* Records for the exercise *
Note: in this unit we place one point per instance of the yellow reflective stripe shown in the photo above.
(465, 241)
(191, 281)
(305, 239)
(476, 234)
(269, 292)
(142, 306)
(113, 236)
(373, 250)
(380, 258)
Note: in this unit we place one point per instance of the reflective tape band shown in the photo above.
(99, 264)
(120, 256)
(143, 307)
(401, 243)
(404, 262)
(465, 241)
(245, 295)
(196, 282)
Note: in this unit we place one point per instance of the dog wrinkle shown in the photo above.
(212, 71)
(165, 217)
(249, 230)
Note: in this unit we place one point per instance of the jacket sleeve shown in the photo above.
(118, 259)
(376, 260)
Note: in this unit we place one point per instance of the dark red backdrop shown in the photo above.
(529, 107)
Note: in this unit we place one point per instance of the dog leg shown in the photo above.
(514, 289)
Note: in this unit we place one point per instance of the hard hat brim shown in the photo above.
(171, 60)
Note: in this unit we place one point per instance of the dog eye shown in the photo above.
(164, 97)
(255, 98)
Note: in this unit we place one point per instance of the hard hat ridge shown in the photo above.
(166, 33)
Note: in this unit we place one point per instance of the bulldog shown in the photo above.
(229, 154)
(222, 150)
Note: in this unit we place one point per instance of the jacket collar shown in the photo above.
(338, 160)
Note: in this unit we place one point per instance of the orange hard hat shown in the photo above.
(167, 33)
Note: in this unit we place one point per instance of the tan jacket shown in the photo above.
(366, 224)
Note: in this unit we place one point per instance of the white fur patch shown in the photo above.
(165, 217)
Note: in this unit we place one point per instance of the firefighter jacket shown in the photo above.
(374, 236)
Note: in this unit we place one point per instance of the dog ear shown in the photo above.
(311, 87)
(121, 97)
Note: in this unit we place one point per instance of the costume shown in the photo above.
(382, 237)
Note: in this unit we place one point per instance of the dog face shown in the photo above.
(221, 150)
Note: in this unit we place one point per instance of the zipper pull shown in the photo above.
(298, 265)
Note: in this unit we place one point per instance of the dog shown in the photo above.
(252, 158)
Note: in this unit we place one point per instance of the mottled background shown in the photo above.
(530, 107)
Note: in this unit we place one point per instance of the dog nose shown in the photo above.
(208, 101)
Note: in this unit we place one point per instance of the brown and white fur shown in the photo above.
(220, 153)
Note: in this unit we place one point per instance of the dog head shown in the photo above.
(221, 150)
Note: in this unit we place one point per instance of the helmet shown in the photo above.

* Your objective *
The entries are to be duplicated exactly, with nothing changed.

* Reply to the exercise *
Note: in this unit we place one point per instance of the yellow reflective stripe shown in the photo above.
(465, 241)
(191, 281)
(305, 239)
(476, 234)
(269, 292)
(142, 306)
(113, 236)
(373, 250)
(380, 258)
Note: in this unit we place one point per instance of the reflective tape band shown in the photo above.
(99, 264)
(120, 256)
(143, 307)
(401, 243)
(404, 262)
(465, 241)
(245, 295)
(196, 282)
Note: in this unit we place one point per instance of the dog wrinkle shown in the photo above.
(212, 71)
(165, 217)
(249, 230)
Note: in this unit we place one point per instance of the jacket sleeve shown in the photo above.
(118, 259)
(376, 260)
Note: in this unit we place one point per instance of the dark red backdrop shown in the photo above.
(529, 107)
Note: in this unit we place one point per instance of the dog leg shown in the photo above.
(514, 289)
Note: in this unit we place one point per instance of the hard hat brim shown in the photo above.
(171, 60)
Note: in this unit we place one point per instance of the dog eye shown in the photo above.
(164, 97)
(255, 98)
Note: in this unit we place one point per instance of the hard hat ridge shown in the photo above.
(166, 33)
Note: in this unit we place one point per instance of the bulldog shown in the photo above.
(229, 154)
(222, 150)
Note: in this unit we place one point per instance of the jacket collar shown in the photo above.
(338, 160)
Note: in this unit we place one point per instance of the orange hard hat shown in the photo above.
(167, 33)
Note: in this unit we place one point per instance of the tan jacket shown in the photo above.
(366, 224)
Note: in this unit we place one point per instance of the white fur patch shown in the photo above.
(165, 217)
Note: in this unit we place one point per instance of the firefighter jacket shown in the photo above.
(374, 236)
Note: in this unit we place one point per instance of the dog ear shown in the photo above.
(311, 87)
(121, 97)
Note: in this unit we place one point per instance of the costume shown in the photo above.
(382, 237)
Note: in this unit we place one point per instance of the dog face shown in the photo above.
(221, 150)
Note: in this unit we place one point per instance of the zipper pull shown in the photo above.
(298, 265)
Note: in this unit we place one point per instance of the dog shown in the photo above.
(252, 158)
Note: in this unit we place one point per instance of the mottled background shown in the photo above.
(530, 107)
Note: in this unit we place one point per instance of the dog nose shown in the photo above.
(208, 101)
Note: in this unit we place one point per instance of the brown and white fur shown in the photo above.
(220, 153)
Note: in this unit we place one point per instance of the dog head shown in the photo above.
(221, 150)
Note: in this unit we place one point per instance of the helmet shown in the photo above.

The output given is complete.